> Ausgewählter Text:
++++++++++++++++++++

Ich habe den Radiator gereinigt, Link Software neu installiert und Profile zuvor gelöscht. 
Was ich seltsam finde ist, dass die H100i-Temp schlagartig mit der CPU-Temp steigt.
Vielleicht habt ihr ja ne Idee.

Danke


----------



## Westcoast (26. Februar 2014)

drehen die lüfter voll auf die am radi montiert sind? vorallem würde ich mal den kühler kontrollieren, ob dieser fest am sockel ist.
man könnte auch mal die wärmeleitpaste frisch erneuern und hauchdünn auftragen. pumpe sollte auch anlaufen.


----------



## Nova78 (26. Februar 2014)

Hi,
ja die Lüfter drehen voll, hatte vorher andere Lüfter drauf und habe aber wieder die Originalen verbaut. 
Es scheint auch so als ob die Lüfter keinen großen Einfluss mehr auf die Kühlung haben. 
Falls der Kühler nicht richtig auf der CPU sitzen würde, wären doch nur die CPU Werte hoch, oder ??

thx


----------



## R0D4 (26. Februar 2014)

++++++++++++++++++++

> Aufgabenstellung 1:
Geben Sie die Datensätze ab der Zeile mit „Expected: one point per instance of the bush, reported“ bis einschließlich der Zeile mit „(1367, 165)“ wieder, wobei „bush“ durch „shrub“ zu ersetzen ist und alles Übrige unverändert bleibt.

++++++++++++++++++++

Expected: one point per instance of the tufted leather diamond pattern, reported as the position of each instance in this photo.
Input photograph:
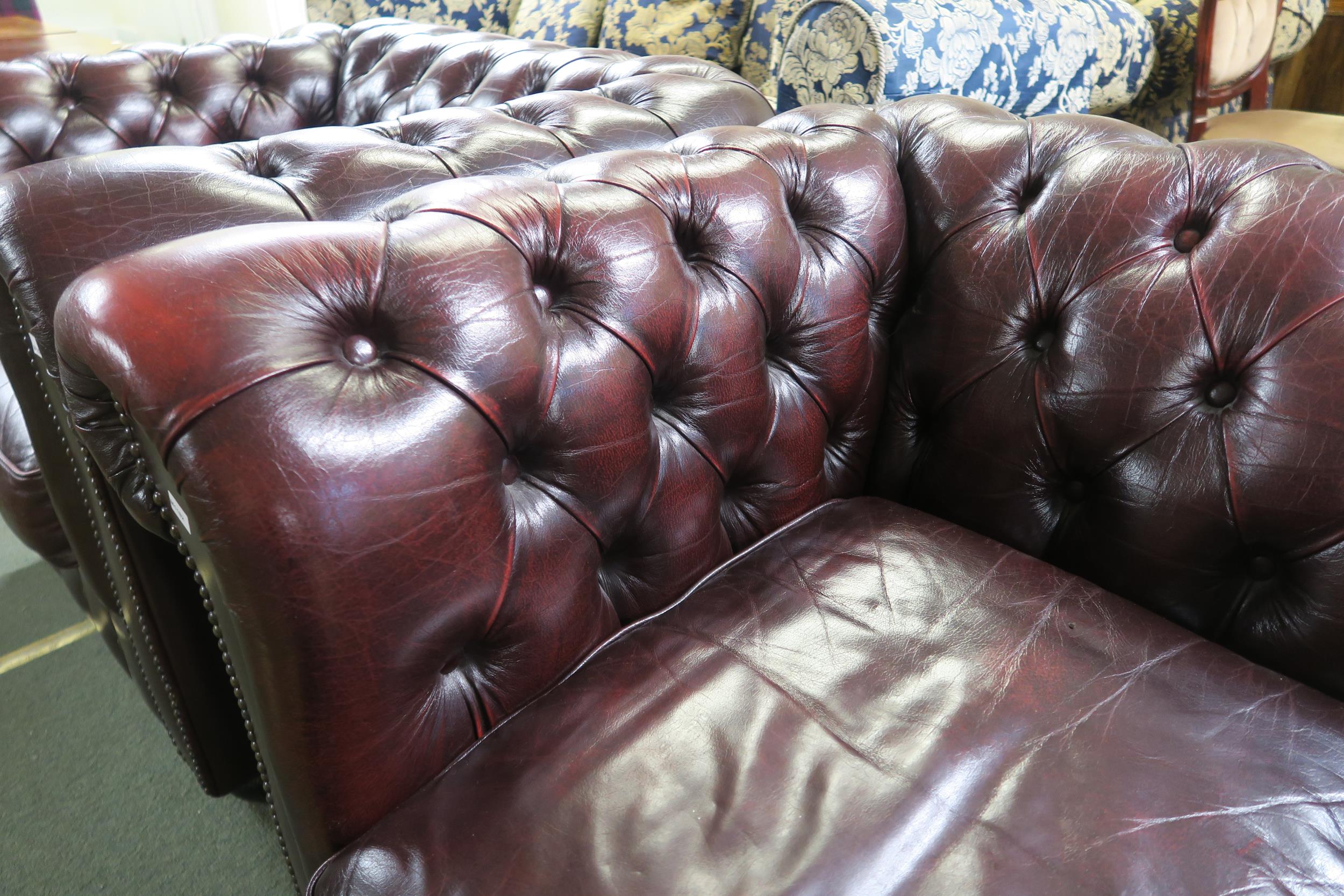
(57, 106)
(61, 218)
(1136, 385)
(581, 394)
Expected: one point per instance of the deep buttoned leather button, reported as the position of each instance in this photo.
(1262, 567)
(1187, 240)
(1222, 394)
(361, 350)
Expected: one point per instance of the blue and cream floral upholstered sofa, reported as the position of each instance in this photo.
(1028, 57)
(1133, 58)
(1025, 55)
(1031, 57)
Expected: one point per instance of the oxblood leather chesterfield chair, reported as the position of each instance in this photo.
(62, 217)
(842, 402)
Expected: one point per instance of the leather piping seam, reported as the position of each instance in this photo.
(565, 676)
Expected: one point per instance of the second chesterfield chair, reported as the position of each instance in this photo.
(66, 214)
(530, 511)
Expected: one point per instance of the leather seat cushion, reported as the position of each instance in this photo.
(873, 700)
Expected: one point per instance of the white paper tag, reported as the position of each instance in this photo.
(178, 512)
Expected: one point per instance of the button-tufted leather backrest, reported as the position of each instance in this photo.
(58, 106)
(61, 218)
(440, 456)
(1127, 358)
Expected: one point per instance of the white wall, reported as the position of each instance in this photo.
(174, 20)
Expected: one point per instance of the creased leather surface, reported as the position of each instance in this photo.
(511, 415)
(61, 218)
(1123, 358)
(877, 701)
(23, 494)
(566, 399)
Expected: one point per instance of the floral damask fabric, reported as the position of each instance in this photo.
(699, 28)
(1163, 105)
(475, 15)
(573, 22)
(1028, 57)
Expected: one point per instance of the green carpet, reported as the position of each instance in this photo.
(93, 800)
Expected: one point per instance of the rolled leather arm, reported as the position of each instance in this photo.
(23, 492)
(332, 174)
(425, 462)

++++++++++++++++++++

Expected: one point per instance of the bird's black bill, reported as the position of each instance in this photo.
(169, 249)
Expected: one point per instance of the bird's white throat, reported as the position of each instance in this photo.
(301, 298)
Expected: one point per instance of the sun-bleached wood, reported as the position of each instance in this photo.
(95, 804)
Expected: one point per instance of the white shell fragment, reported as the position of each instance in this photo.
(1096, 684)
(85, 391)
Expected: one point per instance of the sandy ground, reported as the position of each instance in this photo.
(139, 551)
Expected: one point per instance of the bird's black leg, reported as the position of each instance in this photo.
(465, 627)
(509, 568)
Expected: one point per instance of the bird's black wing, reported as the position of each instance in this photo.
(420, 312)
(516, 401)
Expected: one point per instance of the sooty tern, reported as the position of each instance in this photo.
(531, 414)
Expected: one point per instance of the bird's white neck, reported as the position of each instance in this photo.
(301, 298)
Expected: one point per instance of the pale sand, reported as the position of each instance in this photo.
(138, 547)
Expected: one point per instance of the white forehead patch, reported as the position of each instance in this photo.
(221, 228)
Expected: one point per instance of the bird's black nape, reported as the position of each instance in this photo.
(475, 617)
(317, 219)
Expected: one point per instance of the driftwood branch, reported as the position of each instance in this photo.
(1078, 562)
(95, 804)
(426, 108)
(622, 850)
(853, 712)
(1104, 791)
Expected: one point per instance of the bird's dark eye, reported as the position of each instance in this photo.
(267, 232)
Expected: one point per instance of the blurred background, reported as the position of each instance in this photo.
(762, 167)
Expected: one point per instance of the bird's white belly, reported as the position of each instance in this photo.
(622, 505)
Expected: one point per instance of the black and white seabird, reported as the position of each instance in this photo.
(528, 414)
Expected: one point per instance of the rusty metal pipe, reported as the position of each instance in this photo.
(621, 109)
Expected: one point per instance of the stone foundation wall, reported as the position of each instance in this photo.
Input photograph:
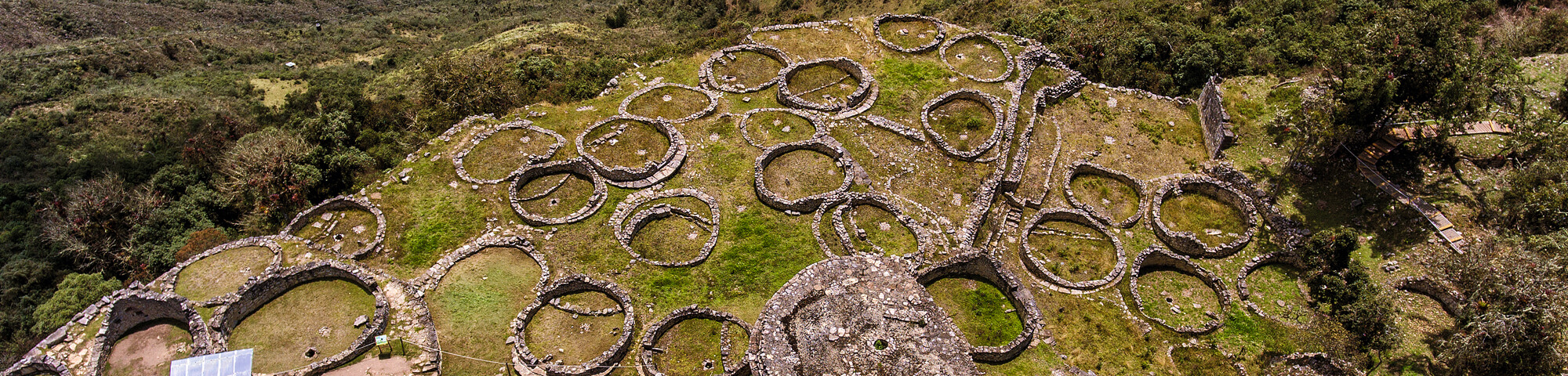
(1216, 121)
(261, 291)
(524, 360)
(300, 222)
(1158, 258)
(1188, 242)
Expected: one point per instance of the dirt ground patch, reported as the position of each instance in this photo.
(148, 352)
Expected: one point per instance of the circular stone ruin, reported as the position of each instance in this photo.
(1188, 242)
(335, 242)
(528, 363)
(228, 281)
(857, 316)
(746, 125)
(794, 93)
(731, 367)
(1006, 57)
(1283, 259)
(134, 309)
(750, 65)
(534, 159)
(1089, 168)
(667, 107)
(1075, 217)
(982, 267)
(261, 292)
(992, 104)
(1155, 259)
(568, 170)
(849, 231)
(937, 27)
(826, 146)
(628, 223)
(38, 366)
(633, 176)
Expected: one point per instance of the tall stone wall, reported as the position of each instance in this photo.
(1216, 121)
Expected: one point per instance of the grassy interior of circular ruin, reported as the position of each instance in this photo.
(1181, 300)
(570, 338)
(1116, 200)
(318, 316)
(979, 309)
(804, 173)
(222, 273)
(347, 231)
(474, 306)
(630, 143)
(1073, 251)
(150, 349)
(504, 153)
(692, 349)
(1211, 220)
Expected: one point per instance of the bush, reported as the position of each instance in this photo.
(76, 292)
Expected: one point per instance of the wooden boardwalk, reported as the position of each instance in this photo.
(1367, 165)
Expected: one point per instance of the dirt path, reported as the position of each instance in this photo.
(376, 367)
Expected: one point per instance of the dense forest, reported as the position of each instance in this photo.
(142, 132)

++++++++++++++++++++

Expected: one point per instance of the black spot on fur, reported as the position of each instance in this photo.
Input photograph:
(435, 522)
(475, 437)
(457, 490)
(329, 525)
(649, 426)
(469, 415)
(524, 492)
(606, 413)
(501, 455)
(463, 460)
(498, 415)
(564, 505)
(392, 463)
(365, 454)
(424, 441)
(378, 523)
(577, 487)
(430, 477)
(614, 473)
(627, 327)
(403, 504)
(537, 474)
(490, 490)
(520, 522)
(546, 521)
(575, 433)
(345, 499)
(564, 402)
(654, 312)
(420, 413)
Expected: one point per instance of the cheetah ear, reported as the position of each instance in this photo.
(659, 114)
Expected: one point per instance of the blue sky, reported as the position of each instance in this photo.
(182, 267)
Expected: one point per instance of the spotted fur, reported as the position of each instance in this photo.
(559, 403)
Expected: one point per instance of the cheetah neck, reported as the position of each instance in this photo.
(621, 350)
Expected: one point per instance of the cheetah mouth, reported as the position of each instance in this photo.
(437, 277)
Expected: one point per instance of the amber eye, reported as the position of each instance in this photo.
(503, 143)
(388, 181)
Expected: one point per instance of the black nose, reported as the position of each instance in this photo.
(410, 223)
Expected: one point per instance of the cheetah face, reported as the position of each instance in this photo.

++++++++++++++++++++

> Aufgabenstellung 2:
Schreiben Sie den Forenausschnitt über die H100i-Kühlung vollständig und ohne jede Änderung ab.

> Aufgabenergebnis 1:
Expected: one point per instance of the shrub, reported as the position of each instance in this photo.
(76, 292)
Expected: one point per instance of the wooden boardwalk, reported as the position of each instance in this photo.
(1367, 165)

> Aufgabenergebnis 2:
Ich habe den Radiator gereinigt, Link Software neu installiert und Profile zuvor gelöscht. 
Was ich seltsam finde ist, dass die H100i-Temp schlagartig mit der CPU-Temp steigt.
Vielleicht habt ihr ja ne Idee.

Danke


----------



## Westcoast (26. Februar 2014)

drehen die lüfter voll auf die am radi montiert sind? vorallem würde ich mal den kühler kontrollieren, ob dieser fest am sockel ist.
man könnte auch mal die wärmeleitpaste frisch erneuern und hauchdünn auftragen. pumpe sollte auch anlaufen.


----------



## Nova78 (26. Februar 2014)

Hi,
ja die Lüfter drehen voll, hatte vorher andere Lüfter drauf und habe aber wieder die Originalen verbaut. 
Es scheint auch so als ob die Lüfter keinen großen Einfluss mehr auf die Kühlung haben. 
Falls der Kühler nicht richtig auf der CPU sitzen würde, wären doch nur die CPU Werte hoch, oder ??

thx


----------



## R0D4 (26. Februar 2014)